- _Compiti richiesti_:
1. Nel brano sull'occupazione femminile, individua tutte le conseguenze negative della crisi pandemica sulle donne elencate dalla sottosegretaria Maria Cecilia Guerra.
2. Riassumi in due frasi il brano sull'occupazione femminile.
3. Stabilisci se ciascuna affermazione concorda con il brano sull'occupazione femminile e riporta le parole del testo che lo dimostrano: (a) nel 2020 le imprese femminili costituivano il 21,9% del totale; (b) nelle più grandi società quotate la quota di donne Presidente è diminuita tra il 2014 e il 2020; (c) nella Ue il divario tra occupazione maschile e femminile è di 18,2 punti.

Scende per la prima volta dal 2013 l’occupazione femminile: secondo i dati del Bilancio di genere 2020, nell’anno dello scoppio della pandemia è scesa al 49%. Un risultato di gran lunga inferiore alla media della Ue, che misura un’occupazione femminile del 62,7%. A soffrire del calo dell’occupazione sono le donne con figli, impiegate il 25% in meno delle coetanee senza, e le giovani, principalmente del Sud o delle isole. Rallenta anche la crescita delle imprese femminili, dopo un aumento costante dal 2014. Pochi progressi sul fronte delle dirigenti: nel 2020 non c’è nessuna donna amministratore delegato nelle grandi aziende quotate nella Borsa italiana.
Sale sempre più il divario tra uomini e donne nel mondo del lavoro
Con il calo dell’occupazione femminile sale quindi il divario con il tasso di impiego maschile: in Italia è in lieve aumento arrivando a 18,2 punti percentuali, mentre nella Ue è pari a 10,1 punti. Nel 2020 le imprese femminili rappresentano il 21,9% del totale e, rispetto a quelle maschili, sono di piccole dimensioni, localizzate nel Mezzogiorno e più giovani. E se cresce – grazie alla normativa sulle quote – la presenza delle donne nei consigli di amministrazione delle aziende, resta invece ferma la situazione nelle più grandi società quotate nella Borsa italiana: le donne nella posizione di Presidente sono solo il 17,6% nel 2020 (contro il 5,4% del 2014) mentre spicca l’assenza di donne fra gli amministratori delegati italiani nel 2020 (dopo una esigua presenza intorno al 3 per cento nel 2018 e nel 2019).
“Con la pandemia siamo scivolati indietro”
“Diversamente rispetto alle crisi precedenti, l’impatto di quella pandemica è stato particolarmente negativo sulle donne: si è tradotto non solo in una significativa perdita di posti di lavoro in settori dominati dalla presenza femminile, ma anche in condizioni di lavoro peggiori, in una accresciuta fragilità economica e in un conflitto vita-lavoro ancora più aspro del passato”, spiega la sottosegretaria al Mef, Maria Cecilia Guerra. “Avevamo faticosamente superato la soglia psicologica del 50% nel tasso di occupazione femminile e con la pandemia siamo rovinosamente scivolati indietro – aggiunge – peraltro senza che si sia ancora riusciti a recuperare il terreno nonostante la ripresa economica”.
La realtà virtuosa di Poste Italiane
Un dato in netta controtendenza con la realtà di Poste Italiane, dove la diversità di genere è un valore e dove l’elevata componente femminile ha suggerito da tempo la necessità di dedicare un approccio strategico all’effettiva realizzazione delle pari opportunità in azienda che si è concretizzata in politiche retributive e di sviluppo basate su equità e performance. Secondo l’ultimo bilancio integrato, nel 2020 la diversity all’interno del Gruppo è ben rappresentata: il 54 per cento del totale dei dipendenti è donna, il 59 per cento dei direttori degli Uffici Postali, il 46 per cento tra quadri e dirigenti e il 44 per cento nel Consiglio di Amministrazione (costante dal 2016).

- _Voci mostrate_:
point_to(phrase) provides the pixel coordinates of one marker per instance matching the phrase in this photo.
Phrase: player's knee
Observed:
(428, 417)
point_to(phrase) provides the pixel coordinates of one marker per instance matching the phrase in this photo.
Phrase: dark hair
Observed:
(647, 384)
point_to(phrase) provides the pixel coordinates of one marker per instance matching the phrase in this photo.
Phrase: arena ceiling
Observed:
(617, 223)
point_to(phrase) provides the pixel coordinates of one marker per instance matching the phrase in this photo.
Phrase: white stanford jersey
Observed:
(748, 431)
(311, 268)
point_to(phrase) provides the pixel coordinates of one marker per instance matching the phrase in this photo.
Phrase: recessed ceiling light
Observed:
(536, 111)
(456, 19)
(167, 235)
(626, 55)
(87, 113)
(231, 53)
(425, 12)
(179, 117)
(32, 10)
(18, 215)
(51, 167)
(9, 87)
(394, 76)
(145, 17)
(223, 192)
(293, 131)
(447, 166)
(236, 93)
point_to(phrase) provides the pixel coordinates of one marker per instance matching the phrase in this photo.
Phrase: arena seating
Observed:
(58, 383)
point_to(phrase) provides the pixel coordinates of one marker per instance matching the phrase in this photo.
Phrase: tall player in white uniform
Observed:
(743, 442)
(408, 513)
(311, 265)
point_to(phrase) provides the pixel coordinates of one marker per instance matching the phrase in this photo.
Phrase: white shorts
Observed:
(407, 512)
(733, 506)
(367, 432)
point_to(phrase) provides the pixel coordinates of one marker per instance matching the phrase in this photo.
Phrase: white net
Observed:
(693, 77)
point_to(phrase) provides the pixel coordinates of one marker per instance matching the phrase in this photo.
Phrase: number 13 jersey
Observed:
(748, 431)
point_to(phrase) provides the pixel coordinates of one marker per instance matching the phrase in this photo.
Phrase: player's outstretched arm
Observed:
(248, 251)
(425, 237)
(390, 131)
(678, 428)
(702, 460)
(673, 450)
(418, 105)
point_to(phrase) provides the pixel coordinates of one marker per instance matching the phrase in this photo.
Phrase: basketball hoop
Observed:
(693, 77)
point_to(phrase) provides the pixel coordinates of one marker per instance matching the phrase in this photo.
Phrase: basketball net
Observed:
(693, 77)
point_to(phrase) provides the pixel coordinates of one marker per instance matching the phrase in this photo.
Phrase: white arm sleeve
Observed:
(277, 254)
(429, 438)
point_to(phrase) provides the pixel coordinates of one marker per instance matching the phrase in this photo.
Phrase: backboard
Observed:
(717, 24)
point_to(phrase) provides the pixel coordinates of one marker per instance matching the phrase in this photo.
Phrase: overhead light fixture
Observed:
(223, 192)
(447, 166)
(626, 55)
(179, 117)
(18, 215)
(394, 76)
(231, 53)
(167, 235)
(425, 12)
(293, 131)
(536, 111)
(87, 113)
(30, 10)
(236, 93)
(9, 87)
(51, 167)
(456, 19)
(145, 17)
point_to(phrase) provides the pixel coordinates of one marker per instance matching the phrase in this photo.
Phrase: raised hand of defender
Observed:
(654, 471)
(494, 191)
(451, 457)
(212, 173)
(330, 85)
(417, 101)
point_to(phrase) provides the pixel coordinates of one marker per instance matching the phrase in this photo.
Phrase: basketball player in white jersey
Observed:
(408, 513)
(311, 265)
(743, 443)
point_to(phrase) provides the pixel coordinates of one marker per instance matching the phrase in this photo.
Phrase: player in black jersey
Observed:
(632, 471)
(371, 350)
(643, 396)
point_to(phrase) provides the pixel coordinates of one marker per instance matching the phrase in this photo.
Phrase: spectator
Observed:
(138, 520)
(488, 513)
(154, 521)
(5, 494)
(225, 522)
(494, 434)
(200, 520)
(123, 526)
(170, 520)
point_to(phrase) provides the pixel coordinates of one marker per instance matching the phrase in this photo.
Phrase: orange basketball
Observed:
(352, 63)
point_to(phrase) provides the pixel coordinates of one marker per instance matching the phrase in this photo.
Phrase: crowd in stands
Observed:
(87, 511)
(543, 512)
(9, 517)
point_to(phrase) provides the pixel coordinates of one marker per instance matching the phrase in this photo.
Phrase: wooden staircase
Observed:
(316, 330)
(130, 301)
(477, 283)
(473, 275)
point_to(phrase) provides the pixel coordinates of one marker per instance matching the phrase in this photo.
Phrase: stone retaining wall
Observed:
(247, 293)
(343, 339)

- _Risultati dei compiti_:
1.
- significativa perdita di posti di lavoro in settori dominati dalla presenza femminile
- condizioni di lavoro peggiori
- accresciuta fragilità economica
- conflitto vita-lavoro ancora più aspro del passato

2. Secondo il Bilancio di genere 2020, l'occupazione femminile in Italia è scesa al 49% per la prima volta dal 2013, ben al di sotto della media Ue del 62,7%, e il divario con il tasso di impiego maschile è arrivato a 18,2 punti percentuali. Ai vertici delle grandi società quotate i progressi sono stati pochi, e nel 2020 non c'era alcuna donna amministratore delegato, mentre Poste Italiane rappresenta un'eccezione: il 54% dei suoi dipendenti è donna.

3.
(a) Sì: «Nel 2020 le imprese femminili rappresentano il 21,9% del totale».
(b) No: «le donne nella posizione di Presidente sono solo il 17,6% nel 2020 (contro il 5,4% del 2014)».
(c) No: «nella Ue è pari a 10,1 punti».